--- BEGIN RECORDS FOR THIS EXERCISE ---

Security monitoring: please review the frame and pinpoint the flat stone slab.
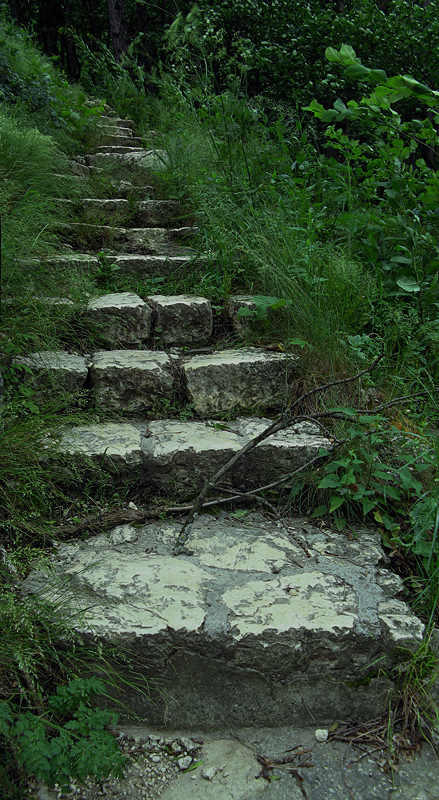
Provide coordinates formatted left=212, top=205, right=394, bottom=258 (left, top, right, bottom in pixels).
left=137, top=200, right=182, bottom=228
left=65, top=222, right=198, bottom=258
left=58, top=422, right=142, bottom=480
left=14, top=352, right=88, bottom=394
left=87, top=146, right=169, bottom=172
left=147, top=294, right=213, bottom=345
left=107, top=253, right=196, bottom=278
left=85, top=292, right=151, bottom=346
left=54, top=418, right=331, bottom=494
left=90, top=350, right=174, bottom=414
left=25, top=512, right=424, bottom=728
left=183, top=347, right=298, bottom=417
left=82, top=197, right=130, bottom=220
left=142, top=417, right=331, bottom=492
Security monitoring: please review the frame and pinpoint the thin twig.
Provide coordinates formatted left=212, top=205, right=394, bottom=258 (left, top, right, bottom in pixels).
left=174, top=353, right=384, bottom=555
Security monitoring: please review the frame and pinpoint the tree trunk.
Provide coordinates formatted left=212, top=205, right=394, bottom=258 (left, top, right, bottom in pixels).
left=107, top=0, right=127, bottom=61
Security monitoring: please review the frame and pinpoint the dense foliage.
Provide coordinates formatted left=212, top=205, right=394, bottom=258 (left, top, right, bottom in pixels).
left=0, top=0, right=439, bottom=792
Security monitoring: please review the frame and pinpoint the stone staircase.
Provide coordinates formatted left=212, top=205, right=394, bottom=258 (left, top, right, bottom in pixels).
left=17, top=111, right=423, bottom=729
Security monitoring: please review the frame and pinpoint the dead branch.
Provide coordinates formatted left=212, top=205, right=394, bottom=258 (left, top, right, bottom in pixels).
left=174, top=353, right=384, bottom=555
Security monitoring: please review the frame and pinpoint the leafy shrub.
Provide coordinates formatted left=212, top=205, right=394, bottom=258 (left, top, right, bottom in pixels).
left=0, top=678, right=125, bottom=793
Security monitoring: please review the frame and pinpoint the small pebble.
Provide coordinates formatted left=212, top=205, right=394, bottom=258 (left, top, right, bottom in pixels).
left=314, top=728, right=329, bottom=742
left=177, top=756, right=192, bottom=770
left=201, top=767, right=217, bottom=781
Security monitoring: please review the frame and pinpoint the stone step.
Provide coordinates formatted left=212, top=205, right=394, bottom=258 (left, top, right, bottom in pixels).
left=52, top=417, right=331, bottom=488
left=24, top=510, right=424, bottom=728
left=98, top=115, right=136, bottom=130
left=57, top=222, right=199, bottom=253
left=95, top=145, right=147, bottom=159
left=15, top=342, right=298, bottom=418
left=106, top=253, right=199, bottom=279
left=81, top=198, right=183, bottom=228
left=97, top=134, right=144, bottom=152
left=86, top=147, right=169, bottom=171
left=98, top=124, right=134, bottom=139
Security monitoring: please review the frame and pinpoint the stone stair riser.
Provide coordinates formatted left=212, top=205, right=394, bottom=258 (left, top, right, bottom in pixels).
left=50, top=417, right=331, bottom=495
left=22, top=513, right=424, bottom=729
left=16, top=346, right=295, bottom=417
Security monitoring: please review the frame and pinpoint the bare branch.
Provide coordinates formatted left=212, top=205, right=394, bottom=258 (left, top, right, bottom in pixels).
left=174, top=353, right=384, bottom=555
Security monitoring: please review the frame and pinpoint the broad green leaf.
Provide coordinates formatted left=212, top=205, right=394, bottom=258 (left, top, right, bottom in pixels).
left=329, top=495, right=344, bottom=514
left=328, top=406, right=357, bottom=417
left=309, top=506, right=328, bottom=519
left=317, top=475, right=340, bottom=489
left=340, top=44, right=357, bottom=64
left=346, top=64, right=370, bottom=80
left=369, top=69, right=387, bottom=83
left=396, top=275, right=421, bottom=292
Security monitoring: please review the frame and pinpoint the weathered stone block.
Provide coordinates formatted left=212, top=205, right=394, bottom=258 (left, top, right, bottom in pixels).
left=137, top=200, right=181, bottom=228
left=107, top=260, right=194, bottom=278
left=147, top=294, right=213, bottom=345
left=183, top=347, right=298, bottom=417
left=142, top=418, right=331, bottom=491
left=90, top=350, right=174, bottom=413
left=82, top=198, right=129, bottom=221
left=25, top=512, right=424, bottom=729
left=58, top=422, right=142, bottom=480
left=86, top=292, right=151, bottom=346
left=14, top=350, right=88, bottom=393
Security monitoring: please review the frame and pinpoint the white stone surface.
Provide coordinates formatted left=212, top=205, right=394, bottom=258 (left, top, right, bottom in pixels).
left=378, top=600, right=425, bottom=647
left=14, top=350, right=88, bottom=393
left=147, top=294, right=213, bottom=345
left=183, top=347, right=298, bottom=417
left=137, top=200, right=182, bottom=228
left=86, top=292, right=151, bottom=347
left=59, top=422, right=142, bottom=474
left=90, top=350, right=174, bottom=413
left=222, top=572, right=357, bottom=640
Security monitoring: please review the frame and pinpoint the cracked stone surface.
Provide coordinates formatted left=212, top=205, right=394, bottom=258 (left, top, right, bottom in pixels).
left=90, top=350, right=174, bottom=413
left=107, top=253, right=194, bottom=278
left=85, top=292, right=151, bottom=346
left=26, top=512, right=424, bottom=728
left=147, top=294, right=213, bottom=345
left=14, top=350, right=88, bottom=393
left=59, top=422, right=142, bottom=478
left=137, top=200, right=182, bottom=228
left=59, top=418, right=331, bottom=492
left=183, top=347, right=298, bottom=417
left=142, top=417, right=331, bottom=491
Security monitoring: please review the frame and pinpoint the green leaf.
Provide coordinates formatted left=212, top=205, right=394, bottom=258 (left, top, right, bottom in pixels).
left=329, top=495, right=344, bottom=514
left=328, top=406, right=357, bottom=417
left=183, top=761, right=204, bottom=772
left=363, top=500, right=376, bottom=516
left=317, top=475, right=340, bottom=489
left=346, top=64, right=371, bottom=81
left=396, top=275, right=421, bottom=292
left=309, top=506, right=328, bottom=519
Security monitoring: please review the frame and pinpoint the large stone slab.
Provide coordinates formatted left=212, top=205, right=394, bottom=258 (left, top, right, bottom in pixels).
left=87, top=146, right=169, bottom=172
left=55, top=416, right=331, bottom=494
left=106, top=253, right=196, bottom=278
left=183, top=347, right=298, bottom=417
left=65, top=222, right=198, bottom=258
left=90, top=350, right=174, bottom=414
left=137, top=200, right=182, bottom=228
left=85, top=292, right=151, bottom=347
left=58, top=422, right=142, bottom=481
left=22, top=513, right=424, bottom=729
left=147, top=294, right=213, bottom=345
left=142, top=418, right=331, bottom=492
left=14, top=354, right=88, bottom=396
left=82, top=197, right=130, bottom=221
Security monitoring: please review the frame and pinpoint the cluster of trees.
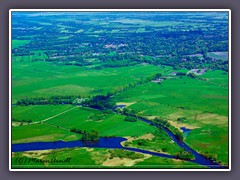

--- END RECORDS FOR THIS EXERCISE ---

GOAL OF THE EXERCISE: Render the lines from the one containing "the leafy shrub." through the one containing "left=0, top=678, right=125, bottom=793" as a JSON array of strings, one string per line, with blank lines omitted.

REPLY:
[
  "Security monitoring: please review the frame and pinpoint the leafy shrub.",
  "Provide coordinates formatted left=212, top=205, right=394, bottom=258 (left, top, right, bottom in pixels).",
  "left=0, top=678, right=125, bottom=793"
]